* _PROBLEM DESCRIPTION_
Report the number of lines in the entries below that include the word "every", and nothing else.

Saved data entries
>>>

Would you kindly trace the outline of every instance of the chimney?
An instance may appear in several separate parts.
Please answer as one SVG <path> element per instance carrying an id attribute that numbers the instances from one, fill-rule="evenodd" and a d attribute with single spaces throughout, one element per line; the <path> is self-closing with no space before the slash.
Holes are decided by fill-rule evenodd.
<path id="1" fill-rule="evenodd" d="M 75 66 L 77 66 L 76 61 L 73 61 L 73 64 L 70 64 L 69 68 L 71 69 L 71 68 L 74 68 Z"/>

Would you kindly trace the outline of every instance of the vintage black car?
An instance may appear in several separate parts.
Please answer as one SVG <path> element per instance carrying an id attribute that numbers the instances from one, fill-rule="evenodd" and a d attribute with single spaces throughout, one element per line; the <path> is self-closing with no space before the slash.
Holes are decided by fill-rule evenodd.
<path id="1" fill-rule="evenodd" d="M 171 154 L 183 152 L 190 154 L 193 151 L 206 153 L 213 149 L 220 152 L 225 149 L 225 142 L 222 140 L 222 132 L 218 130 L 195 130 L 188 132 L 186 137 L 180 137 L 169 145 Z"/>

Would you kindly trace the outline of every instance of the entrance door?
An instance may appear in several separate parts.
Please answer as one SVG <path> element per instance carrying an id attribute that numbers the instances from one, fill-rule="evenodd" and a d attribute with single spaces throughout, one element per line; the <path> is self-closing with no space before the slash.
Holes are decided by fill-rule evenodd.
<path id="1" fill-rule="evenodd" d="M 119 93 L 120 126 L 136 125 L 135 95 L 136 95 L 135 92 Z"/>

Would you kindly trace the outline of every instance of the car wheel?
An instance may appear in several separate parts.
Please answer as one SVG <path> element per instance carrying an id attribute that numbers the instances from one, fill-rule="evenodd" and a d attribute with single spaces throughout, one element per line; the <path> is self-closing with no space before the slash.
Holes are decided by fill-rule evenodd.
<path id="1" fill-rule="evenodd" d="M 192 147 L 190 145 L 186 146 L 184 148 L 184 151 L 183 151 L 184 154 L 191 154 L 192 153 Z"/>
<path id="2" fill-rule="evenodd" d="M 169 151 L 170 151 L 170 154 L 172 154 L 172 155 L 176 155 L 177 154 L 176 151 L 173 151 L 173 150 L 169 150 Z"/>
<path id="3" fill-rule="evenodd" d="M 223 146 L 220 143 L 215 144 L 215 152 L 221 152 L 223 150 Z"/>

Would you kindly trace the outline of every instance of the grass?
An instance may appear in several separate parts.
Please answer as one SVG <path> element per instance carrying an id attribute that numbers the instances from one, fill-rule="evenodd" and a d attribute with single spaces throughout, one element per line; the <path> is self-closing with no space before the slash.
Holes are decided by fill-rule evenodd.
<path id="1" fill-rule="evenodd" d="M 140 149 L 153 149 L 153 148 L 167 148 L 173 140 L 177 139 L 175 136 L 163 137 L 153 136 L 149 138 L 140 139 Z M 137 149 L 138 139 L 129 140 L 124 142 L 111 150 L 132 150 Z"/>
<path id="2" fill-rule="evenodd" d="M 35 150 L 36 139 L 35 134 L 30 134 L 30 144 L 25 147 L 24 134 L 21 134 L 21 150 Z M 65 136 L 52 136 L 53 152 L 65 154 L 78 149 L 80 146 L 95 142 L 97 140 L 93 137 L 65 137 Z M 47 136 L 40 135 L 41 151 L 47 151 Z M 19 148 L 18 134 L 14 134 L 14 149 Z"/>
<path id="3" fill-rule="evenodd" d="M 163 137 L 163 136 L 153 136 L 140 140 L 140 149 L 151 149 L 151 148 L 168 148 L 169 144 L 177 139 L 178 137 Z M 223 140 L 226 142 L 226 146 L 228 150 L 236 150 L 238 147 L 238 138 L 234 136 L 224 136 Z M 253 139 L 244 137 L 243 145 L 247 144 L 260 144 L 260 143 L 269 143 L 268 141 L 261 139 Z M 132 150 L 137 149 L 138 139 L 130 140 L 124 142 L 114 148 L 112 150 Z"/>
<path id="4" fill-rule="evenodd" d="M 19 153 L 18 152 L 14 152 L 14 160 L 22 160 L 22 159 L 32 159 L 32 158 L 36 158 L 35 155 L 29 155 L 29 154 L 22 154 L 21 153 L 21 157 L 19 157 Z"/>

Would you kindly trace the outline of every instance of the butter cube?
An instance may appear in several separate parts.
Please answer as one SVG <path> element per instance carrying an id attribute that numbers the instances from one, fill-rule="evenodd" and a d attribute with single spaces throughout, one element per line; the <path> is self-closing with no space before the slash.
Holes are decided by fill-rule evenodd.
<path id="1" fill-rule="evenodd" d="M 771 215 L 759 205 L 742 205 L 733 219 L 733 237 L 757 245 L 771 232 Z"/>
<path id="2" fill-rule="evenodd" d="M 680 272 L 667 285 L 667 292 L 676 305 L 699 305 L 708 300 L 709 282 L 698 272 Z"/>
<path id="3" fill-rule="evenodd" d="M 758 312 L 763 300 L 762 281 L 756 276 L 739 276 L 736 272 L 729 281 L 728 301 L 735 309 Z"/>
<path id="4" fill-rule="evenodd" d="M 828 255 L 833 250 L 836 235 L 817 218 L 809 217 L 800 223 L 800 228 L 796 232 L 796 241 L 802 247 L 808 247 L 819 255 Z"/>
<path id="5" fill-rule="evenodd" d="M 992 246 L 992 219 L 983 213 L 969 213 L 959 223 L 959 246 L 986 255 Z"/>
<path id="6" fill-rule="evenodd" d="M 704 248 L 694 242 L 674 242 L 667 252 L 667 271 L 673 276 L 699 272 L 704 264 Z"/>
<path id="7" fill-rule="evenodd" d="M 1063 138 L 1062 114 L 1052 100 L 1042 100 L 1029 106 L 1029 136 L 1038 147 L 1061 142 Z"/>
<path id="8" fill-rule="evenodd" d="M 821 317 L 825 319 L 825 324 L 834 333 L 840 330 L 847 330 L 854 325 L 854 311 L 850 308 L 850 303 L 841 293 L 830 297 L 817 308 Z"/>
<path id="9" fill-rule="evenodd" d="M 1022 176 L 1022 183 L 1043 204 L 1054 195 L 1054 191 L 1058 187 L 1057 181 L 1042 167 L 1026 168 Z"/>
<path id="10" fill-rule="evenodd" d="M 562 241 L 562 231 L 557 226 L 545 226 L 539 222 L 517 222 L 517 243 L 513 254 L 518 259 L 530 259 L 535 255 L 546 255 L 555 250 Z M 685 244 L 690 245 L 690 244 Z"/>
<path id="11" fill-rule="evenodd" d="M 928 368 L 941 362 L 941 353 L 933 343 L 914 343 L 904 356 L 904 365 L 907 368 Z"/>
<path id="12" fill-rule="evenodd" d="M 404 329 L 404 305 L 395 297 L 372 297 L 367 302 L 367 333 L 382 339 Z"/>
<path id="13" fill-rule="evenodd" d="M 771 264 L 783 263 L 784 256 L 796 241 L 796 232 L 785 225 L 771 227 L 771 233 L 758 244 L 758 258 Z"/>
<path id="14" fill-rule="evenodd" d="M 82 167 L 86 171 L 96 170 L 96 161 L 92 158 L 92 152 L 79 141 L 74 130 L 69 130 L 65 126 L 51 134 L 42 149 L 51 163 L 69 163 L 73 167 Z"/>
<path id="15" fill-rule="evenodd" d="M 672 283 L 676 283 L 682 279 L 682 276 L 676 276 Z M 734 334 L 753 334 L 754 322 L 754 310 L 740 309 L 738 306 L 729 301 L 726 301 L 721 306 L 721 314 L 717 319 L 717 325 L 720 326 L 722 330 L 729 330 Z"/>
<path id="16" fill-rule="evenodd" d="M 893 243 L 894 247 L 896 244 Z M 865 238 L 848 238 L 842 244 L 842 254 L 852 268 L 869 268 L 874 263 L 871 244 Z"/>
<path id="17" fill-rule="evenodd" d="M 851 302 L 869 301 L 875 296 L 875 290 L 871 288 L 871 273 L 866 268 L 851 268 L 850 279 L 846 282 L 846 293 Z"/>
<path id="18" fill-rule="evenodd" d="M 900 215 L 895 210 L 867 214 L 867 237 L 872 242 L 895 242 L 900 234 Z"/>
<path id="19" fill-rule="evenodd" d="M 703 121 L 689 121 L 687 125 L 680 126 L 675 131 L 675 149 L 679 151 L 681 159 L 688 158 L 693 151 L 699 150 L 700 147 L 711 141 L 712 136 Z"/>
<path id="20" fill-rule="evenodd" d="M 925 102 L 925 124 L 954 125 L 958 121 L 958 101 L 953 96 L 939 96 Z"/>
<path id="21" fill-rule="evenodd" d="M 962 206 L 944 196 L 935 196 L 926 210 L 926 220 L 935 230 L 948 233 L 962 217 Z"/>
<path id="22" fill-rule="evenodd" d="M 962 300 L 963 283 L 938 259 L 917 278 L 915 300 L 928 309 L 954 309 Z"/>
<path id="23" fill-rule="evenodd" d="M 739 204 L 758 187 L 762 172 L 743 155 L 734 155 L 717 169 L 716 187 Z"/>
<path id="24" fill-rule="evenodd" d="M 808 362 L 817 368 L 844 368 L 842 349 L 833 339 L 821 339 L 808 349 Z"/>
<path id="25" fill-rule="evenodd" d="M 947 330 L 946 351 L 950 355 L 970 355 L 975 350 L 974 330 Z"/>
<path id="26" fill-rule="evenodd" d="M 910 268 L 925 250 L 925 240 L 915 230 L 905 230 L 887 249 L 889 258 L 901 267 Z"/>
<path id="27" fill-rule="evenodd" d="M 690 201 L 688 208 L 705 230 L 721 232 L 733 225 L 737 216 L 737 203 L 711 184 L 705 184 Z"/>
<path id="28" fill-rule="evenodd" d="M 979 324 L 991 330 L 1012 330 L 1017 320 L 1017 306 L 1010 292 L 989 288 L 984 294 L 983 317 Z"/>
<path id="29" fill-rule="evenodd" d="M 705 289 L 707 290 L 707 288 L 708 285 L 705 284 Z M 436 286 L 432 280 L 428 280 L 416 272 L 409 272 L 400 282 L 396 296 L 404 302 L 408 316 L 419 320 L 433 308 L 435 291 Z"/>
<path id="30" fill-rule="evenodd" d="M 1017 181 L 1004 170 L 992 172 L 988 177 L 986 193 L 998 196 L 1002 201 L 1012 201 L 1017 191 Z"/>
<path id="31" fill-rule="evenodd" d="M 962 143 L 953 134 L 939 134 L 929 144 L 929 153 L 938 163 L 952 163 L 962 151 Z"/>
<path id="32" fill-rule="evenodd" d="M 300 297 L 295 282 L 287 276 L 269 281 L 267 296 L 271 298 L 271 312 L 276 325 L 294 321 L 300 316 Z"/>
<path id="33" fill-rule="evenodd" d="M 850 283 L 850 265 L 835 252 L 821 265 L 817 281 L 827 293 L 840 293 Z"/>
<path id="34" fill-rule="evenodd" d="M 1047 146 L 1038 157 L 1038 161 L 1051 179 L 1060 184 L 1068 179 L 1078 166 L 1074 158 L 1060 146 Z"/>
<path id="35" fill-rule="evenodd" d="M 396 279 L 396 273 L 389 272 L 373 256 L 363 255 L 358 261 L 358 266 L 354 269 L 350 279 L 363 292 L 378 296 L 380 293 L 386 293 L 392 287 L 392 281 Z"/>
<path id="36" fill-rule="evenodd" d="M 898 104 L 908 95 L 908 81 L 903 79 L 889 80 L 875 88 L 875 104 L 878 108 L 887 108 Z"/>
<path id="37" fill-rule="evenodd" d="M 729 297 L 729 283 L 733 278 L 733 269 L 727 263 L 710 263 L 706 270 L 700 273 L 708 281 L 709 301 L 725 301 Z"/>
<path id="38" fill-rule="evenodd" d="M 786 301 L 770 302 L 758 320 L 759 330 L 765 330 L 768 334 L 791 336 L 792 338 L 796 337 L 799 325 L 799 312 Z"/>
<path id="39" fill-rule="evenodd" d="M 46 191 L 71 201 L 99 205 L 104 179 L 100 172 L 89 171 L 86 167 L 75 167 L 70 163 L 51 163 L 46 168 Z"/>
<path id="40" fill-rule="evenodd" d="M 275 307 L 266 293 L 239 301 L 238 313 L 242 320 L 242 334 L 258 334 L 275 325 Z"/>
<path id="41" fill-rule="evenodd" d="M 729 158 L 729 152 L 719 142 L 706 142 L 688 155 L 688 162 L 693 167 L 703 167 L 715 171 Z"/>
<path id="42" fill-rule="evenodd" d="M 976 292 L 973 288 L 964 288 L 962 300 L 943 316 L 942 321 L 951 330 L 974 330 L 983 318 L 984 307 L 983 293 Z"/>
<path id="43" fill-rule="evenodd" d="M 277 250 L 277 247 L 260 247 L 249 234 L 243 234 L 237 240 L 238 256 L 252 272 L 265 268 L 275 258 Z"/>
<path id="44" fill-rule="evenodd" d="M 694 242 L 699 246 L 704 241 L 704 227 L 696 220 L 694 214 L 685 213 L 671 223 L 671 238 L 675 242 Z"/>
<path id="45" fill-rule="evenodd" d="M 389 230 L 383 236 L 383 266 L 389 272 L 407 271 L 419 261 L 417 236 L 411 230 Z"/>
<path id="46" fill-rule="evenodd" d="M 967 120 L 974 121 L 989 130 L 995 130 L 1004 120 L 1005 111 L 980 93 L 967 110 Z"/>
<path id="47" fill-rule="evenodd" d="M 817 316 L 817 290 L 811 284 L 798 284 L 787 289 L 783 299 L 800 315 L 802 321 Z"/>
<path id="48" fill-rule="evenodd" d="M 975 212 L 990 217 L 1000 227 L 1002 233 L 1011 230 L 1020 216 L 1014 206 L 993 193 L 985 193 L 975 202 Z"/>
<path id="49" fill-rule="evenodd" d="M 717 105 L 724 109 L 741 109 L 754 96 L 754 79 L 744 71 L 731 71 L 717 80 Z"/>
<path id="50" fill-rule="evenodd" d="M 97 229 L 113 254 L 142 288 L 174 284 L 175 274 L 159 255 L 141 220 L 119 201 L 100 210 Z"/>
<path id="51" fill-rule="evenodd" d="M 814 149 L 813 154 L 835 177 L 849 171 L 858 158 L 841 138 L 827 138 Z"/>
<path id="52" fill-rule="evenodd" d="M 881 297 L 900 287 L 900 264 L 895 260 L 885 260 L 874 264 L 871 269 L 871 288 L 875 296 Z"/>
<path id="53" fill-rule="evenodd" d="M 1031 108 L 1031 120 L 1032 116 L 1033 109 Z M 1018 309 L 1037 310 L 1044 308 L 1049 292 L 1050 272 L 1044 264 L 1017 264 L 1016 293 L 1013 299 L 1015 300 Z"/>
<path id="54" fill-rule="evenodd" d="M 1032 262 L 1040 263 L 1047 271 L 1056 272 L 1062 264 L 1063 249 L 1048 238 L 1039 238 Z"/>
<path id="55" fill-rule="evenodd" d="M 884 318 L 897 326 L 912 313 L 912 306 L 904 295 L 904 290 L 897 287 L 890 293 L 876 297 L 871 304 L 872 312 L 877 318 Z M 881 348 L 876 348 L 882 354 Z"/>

<<<

* _OUTPUT_
6